Rows from a pointing dataset
-------

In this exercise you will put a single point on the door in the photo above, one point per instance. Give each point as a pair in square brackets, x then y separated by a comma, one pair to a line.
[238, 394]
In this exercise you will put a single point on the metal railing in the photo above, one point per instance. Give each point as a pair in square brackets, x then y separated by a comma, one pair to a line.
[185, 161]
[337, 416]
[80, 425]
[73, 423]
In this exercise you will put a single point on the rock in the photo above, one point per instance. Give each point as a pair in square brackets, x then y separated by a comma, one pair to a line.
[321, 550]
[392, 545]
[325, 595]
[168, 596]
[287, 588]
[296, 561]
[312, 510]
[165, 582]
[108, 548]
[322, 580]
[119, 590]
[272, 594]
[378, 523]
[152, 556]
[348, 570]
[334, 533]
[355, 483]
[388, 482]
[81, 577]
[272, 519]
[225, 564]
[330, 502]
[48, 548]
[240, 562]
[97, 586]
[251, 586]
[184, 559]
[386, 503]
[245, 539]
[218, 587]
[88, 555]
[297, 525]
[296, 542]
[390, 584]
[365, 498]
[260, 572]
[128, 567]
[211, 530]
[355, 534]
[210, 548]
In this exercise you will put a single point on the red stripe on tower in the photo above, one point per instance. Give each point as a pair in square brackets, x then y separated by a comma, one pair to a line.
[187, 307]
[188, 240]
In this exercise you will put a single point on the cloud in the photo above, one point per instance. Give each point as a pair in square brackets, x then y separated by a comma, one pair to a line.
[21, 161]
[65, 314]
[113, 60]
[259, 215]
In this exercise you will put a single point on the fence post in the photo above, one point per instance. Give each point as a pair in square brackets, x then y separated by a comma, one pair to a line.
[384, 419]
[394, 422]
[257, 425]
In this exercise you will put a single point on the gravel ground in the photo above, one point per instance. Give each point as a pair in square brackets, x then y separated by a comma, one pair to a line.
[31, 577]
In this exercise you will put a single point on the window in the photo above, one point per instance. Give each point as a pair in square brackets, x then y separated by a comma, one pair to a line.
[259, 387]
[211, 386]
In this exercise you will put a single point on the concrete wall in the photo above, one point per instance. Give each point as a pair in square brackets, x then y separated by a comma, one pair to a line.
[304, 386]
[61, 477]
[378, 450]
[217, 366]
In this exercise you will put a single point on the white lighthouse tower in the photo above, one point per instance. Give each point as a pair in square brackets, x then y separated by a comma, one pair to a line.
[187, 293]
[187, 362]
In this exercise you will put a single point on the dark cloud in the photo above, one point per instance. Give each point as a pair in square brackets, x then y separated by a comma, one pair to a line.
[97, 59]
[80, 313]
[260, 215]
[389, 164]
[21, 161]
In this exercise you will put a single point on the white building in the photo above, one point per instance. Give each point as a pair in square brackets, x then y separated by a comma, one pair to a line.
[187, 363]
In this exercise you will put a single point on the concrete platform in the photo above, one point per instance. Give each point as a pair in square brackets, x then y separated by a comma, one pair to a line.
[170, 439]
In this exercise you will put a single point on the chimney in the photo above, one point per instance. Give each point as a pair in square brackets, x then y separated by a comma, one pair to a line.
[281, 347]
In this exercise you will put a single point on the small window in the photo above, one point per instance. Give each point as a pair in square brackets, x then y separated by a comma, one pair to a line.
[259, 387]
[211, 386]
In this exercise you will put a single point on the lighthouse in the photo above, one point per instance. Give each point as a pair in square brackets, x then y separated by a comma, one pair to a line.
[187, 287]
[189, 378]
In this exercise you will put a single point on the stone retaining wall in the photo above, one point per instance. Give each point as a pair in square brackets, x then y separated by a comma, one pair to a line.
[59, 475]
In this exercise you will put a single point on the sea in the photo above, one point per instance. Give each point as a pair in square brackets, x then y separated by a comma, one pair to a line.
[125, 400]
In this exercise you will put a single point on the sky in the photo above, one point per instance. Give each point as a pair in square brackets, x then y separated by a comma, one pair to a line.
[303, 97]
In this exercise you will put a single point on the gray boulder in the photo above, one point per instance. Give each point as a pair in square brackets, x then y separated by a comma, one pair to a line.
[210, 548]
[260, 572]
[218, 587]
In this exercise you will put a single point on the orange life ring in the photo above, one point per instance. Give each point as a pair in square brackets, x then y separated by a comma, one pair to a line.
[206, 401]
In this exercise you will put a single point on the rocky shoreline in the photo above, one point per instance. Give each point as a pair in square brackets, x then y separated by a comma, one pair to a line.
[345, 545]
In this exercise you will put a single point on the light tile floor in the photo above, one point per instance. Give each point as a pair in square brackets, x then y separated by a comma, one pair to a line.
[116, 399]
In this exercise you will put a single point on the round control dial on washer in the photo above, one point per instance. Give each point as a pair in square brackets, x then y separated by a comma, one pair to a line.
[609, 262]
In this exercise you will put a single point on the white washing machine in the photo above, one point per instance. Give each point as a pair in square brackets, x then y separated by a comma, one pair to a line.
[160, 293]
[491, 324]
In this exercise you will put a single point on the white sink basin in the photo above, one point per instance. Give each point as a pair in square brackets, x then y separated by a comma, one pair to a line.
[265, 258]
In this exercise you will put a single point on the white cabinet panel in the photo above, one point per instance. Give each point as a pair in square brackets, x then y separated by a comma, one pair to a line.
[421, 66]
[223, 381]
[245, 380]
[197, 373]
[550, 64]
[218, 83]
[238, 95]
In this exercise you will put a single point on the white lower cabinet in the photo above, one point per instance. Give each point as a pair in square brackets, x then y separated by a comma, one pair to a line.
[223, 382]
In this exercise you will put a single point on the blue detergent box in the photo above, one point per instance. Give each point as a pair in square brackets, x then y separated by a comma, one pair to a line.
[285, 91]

-------

• **REQUIREMENT**: Rewrite the rows starting at the line that contains "on the blue" and ending at the last row, with "detergent box" changed to "soap box" and nothing else altered.

• **REPLY TO THE EXERCISE**:
In this exercise you will put a single point on the blue soap box in the photo above, one point per instance. Give each point as a pair in square brackets, x then y separated by a comma, one pair to a line.
[285, 91]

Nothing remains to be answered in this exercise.